Yönerge a: Palamut Dağı projesini anlatan sayfa alıntısına göre bu proje hangi amaçla yürütülmüştür? Bir ya da iki cümleyle açıklayın.

Araştırma projesi kapsamında Palamut Dağı bölgesinde flora, vejeterasyon, fauna, meşcere ve tek ağaç hasılat parametreleri ile sosyo-ekonomik analizler ve toplumsal etüt çalışmalarından oluşan beş farklı disiplinin ortak çalışmasıyla gerçekleştirildi. Yapılan 5 yıllık araştırma sonuçlarını projenin yürütücüsü Orman Mühendisi Abbas Şahin yaptığı sunumla açıkladı.
Düzenlenen toplantıya Balıkesir Orman Bölge Müdürü Musa Şen’in yanı sıra Proje Yürütücüsü Abbas Şahin ile birlikte projede yer alan yerli ve yabancı bilim insanları yer aldı.
Palamut Dağı Bölgesinde halen yürütülen geleneksel meşe palamudu toplayıcılığını, yöre biyolojik çeşitliliğinin sürekliliğini sağlayabilecek bir yönetim planıyla yönetebilmek için gerekli temel; sosyal, ekonomik ve ekolojik bilgileri, planlama sürecine uygun ve bütünleşik bir şekilde ortaya koymak amacıyla gerçekleştirilen proje önemli çıktılar üretilen proje Balıkesir ve ülke için önemli biyolojik çeşitlilik öğelerini barındıran projenin çıktılarını gözler önüne serdi.
Proje Yürütücüsü Abbas Şahin 5 yıllık çalışma sonunda Palamut Dağı’nda 20’si endemik olmak üzere 401 adet bitki örtüsü, 18 memeli türü, 15 takıma ait 110 kuş türü ile 53 farklı böcek ve 9’da sürüngen ve amfibi türünün tespit edildiği bilgisini verdi. Meşe palamudu olarak bölgenin dünya genelinde en yaygın bitki örtüsüne sahip olduğunu belirten Abbas Şahin Palamut Dağı’nda 400-500 yıllık ağaçların oluşturduğu yaşlı ormanların varlığına dikkat çekti. Kesinlikle koruma alanı olarak bölgenin ilan edilmesi gerektiğinin de altını çizen Abbas Şahin bölgede yaşayan orman köylülerinin geçimini sağlayacak şekilde çalışmaların artması gerektiğini de ifade etti.

Görev girdileri:

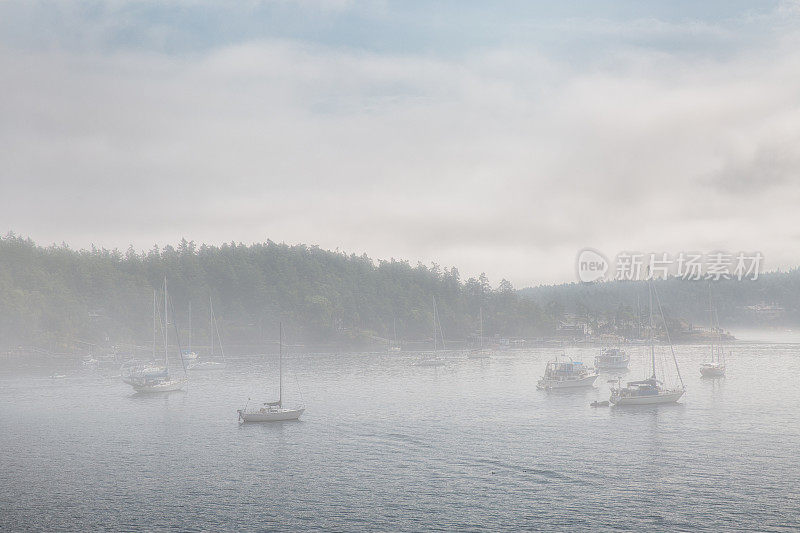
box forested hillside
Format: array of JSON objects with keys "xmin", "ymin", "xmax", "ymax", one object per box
[
  {"xmin": 519, "ymin": 269, "xmax": 800, "ymax": 328},
  {"xmin": 0, "ymin": 234, "xmax": 553, "ymax": 349}
]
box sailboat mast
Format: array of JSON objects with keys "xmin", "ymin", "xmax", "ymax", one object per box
[
  {"xmin": 208, "ymin": 296, "xmax": 214, "ymax": 358},
  {"xmin": 478, "ymin": 307, "xmax": 483, "ymax": 350},
  {"xmin": 433, "ymin": 296, "xmax": 436, "ymax": 351},
  {"xmin": 153, "ymin": 289, "xmax": 158, "ymax": 361},
  {"xmin": 647, "ymin": 280, "xmax": 652, "ymax": 379},
  {"xmin": 164, "ymin": 276, "xmax": 169, "ymax": 373},
  {"xmin": 186, "ymin": 302, "xmax": 192, "ymax": 353},
  {"xmin": 708, "ymin": 281, "xmax": 715, "ymax": 363}
]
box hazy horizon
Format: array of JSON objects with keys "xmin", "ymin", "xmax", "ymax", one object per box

Yönerge b: Girdilerde "box hazy horizon" ifadesini içeren satırdan girdilerin sonuna kadar olan satırları, iki uç da dahil olmak üzere aynen aktarın.

Alıştırma cevabı a: Proje, Palamut Dağı bölgesinde süren geleneksel meşe palamudu toplayıcılığını, yörenin biyolojik çeşitliliğinin sürekliliğini sağlayabilecek bir yönetim planıyla yönetebilmek için yürütülmüştür. Bunun için gereken temel sosyal, ekonomik ve ekolojik bilgileri planlama sürecine uygun ve bütünleşik bir biçimde ortaya koymayı amaçlamıştır.

Alıştırma cevabı b:
box hazy horizon
Format: array of JSON objects with keys "xmin", "ymin", "xmax", "ymax", one object per box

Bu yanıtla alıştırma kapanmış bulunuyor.